DATA RECORDS:
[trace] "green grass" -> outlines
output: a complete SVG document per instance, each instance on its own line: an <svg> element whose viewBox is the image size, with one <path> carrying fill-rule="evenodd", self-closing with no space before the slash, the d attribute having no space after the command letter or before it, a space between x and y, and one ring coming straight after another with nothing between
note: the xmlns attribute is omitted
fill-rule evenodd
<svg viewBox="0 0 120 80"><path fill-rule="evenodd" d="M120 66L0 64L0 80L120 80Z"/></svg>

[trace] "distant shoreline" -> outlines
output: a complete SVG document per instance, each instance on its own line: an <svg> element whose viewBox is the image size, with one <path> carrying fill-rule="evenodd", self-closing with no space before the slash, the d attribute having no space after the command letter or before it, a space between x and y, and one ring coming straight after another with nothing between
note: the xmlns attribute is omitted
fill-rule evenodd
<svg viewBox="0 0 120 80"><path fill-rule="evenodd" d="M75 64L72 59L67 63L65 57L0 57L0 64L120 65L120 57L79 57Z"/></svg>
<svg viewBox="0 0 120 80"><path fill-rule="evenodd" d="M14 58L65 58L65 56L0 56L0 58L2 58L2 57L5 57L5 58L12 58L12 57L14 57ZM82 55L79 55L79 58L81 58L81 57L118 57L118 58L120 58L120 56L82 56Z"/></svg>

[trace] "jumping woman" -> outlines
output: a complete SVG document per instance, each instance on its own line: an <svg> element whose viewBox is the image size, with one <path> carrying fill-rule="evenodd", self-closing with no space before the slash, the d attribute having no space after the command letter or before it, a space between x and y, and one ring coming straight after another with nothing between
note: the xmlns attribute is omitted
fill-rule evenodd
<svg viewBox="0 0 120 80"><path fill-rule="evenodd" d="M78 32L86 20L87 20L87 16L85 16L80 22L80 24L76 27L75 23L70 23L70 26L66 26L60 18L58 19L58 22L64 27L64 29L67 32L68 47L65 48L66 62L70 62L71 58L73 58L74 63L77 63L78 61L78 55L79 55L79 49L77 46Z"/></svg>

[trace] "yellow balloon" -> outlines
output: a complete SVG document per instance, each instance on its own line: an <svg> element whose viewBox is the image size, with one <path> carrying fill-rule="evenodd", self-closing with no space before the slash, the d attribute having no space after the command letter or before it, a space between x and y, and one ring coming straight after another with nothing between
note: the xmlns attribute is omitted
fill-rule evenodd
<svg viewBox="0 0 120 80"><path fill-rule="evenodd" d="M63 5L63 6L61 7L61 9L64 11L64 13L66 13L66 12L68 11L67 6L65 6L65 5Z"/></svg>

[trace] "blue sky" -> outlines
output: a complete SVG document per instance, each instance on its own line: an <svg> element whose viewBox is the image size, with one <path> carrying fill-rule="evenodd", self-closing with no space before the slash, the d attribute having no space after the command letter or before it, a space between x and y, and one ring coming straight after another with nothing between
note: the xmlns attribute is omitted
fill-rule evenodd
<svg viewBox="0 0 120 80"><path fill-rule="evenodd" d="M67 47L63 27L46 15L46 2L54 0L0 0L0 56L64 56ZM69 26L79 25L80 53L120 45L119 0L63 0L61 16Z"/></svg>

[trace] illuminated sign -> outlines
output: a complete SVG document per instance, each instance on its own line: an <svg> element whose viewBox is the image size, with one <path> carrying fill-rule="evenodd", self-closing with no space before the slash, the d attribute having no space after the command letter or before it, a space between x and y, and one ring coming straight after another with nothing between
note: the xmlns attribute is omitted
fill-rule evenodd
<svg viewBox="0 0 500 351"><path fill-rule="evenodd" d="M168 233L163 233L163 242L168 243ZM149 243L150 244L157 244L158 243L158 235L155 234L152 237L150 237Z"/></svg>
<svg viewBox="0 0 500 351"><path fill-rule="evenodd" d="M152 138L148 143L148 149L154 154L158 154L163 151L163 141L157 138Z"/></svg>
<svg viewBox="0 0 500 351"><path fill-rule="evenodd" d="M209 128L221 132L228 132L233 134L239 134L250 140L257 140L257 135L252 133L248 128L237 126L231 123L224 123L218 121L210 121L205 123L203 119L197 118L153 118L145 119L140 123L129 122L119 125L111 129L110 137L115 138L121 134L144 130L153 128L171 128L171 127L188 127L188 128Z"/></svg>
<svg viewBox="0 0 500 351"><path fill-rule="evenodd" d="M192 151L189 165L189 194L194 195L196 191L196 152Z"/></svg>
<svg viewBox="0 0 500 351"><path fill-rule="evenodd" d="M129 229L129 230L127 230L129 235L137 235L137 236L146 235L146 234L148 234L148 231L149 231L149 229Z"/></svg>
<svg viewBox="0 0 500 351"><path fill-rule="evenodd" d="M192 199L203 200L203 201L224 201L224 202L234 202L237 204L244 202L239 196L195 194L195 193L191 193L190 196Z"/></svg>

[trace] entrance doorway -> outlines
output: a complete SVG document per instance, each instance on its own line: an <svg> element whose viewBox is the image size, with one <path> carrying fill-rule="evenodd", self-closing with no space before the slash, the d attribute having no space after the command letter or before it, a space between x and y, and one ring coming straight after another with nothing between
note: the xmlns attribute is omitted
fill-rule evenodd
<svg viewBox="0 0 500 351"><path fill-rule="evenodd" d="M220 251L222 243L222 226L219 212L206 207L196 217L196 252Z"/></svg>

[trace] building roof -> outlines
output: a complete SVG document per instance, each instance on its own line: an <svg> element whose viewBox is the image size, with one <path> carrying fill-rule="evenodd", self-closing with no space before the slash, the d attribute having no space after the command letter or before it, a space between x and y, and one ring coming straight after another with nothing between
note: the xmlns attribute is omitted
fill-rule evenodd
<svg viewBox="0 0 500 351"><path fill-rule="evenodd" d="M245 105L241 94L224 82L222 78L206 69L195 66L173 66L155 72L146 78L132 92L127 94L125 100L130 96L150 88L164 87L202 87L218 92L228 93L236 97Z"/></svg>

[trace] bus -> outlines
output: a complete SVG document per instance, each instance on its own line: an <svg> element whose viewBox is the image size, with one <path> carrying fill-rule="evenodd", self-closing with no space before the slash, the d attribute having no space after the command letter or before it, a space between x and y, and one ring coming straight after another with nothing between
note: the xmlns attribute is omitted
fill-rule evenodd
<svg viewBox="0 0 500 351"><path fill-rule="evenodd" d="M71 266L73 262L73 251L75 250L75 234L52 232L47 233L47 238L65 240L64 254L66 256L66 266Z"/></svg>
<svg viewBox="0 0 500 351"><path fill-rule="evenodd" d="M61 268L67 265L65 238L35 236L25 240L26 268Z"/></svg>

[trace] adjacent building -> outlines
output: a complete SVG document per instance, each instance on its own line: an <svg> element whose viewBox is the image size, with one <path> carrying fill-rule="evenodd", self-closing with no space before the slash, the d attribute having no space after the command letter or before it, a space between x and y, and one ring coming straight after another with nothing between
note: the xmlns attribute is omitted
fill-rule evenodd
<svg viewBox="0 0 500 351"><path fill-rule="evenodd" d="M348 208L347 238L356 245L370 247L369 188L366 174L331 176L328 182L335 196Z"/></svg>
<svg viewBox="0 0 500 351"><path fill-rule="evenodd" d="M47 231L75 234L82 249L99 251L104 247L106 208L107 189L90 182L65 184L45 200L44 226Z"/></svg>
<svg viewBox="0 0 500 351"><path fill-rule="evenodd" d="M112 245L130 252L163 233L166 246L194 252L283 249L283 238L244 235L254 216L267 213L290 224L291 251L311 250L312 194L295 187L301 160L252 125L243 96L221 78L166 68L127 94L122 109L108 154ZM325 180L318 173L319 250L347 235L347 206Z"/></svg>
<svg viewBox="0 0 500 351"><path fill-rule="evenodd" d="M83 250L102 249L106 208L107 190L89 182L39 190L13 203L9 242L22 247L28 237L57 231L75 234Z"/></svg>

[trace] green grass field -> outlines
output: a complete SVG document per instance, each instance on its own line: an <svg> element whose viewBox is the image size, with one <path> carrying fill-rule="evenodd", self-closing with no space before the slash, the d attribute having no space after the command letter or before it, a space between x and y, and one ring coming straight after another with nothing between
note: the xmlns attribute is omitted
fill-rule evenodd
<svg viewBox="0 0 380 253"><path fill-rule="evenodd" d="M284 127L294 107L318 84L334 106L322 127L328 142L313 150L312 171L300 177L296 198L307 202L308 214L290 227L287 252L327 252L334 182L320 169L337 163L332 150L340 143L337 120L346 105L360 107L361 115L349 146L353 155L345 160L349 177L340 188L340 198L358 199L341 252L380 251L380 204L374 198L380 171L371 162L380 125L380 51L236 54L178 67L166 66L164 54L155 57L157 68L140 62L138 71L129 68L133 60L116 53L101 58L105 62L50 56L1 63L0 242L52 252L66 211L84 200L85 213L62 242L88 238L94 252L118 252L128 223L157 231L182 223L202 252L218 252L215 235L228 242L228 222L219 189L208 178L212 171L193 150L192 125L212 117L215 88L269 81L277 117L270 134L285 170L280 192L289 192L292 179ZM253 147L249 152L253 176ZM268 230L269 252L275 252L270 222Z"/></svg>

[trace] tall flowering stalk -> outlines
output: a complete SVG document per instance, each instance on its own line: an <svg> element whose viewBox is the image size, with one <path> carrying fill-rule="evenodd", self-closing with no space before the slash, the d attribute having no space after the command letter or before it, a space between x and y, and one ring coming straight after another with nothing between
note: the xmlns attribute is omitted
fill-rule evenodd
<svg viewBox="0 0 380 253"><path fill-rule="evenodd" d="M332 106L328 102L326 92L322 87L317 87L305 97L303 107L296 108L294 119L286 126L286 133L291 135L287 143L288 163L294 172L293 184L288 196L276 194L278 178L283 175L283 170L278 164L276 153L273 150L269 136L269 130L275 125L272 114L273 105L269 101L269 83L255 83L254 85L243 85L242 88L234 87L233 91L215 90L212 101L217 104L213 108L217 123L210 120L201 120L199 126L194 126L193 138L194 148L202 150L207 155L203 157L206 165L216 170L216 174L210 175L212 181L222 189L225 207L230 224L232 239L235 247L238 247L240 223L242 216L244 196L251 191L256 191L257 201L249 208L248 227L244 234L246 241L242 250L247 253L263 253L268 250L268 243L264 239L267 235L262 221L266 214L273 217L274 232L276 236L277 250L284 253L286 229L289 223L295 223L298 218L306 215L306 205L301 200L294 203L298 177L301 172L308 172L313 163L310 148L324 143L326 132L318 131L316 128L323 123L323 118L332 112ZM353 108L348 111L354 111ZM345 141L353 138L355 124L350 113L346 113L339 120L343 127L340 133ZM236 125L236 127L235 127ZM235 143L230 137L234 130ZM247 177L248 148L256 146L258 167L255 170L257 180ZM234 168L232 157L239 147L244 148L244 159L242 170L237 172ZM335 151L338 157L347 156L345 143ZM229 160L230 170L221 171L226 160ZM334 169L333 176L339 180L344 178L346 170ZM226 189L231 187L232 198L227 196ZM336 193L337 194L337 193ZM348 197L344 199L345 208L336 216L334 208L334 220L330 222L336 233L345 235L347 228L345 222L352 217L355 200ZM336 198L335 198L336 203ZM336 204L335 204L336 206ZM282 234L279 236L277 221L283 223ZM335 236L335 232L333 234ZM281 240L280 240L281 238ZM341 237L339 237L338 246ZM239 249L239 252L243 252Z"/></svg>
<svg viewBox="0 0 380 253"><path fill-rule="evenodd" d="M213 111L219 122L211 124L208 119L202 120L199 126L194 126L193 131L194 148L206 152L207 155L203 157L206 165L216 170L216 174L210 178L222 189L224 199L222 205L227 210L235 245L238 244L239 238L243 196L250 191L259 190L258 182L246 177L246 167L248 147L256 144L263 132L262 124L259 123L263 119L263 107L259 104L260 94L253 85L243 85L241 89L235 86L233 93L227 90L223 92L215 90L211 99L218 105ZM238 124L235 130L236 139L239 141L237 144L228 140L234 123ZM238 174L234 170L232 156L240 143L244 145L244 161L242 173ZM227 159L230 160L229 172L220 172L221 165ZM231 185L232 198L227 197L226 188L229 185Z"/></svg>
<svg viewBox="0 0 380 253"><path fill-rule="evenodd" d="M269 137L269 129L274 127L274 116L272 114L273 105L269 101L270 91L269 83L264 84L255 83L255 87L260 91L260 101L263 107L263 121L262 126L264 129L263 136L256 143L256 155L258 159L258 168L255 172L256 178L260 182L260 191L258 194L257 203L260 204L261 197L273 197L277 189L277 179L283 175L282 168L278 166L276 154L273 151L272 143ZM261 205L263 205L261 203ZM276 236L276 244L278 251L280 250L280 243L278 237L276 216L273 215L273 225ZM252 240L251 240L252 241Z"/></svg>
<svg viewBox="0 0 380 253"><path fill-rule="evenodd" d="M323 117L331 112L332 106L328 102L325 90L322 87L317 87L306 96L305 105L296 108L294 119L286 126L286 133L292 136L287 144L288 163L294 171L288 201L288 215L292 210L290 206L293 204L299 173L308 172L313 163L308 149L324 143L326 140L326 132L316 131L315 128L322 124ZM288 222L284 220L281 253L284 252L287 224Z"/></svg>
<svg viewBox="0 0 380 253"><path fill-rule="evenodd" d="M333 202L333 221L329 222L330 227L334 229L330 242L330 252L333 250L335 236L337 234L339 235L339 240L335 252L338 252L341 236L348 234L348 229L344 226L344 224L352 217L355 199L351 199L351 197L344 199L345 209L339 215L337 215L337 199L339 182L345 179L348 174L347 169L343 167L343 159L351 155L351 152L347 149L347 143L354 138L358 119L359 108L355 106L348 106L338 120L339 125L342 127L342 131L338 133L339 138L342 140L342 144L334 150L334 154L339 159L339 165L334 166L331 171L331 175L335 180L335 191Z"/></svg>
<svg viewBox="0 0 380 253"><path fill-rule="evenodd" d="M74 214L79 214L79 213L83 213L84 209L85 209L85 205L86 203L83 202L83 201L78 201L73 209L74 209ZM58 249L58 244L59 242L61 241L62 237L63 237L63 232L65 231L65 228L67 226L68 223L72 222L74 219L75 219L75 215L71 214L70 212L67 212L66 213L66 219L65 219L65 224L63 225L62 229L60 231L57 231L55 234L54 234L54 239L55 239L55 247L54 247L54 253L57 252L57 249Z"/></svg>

PROBLEM DESCRIPTION:
Whenever the string "green" shows up on a line of the listing, copy that line.

RESULT OF THIS EXERCISE:
[trace] "green grass" -> outlines
[trace] green grass field -> outlines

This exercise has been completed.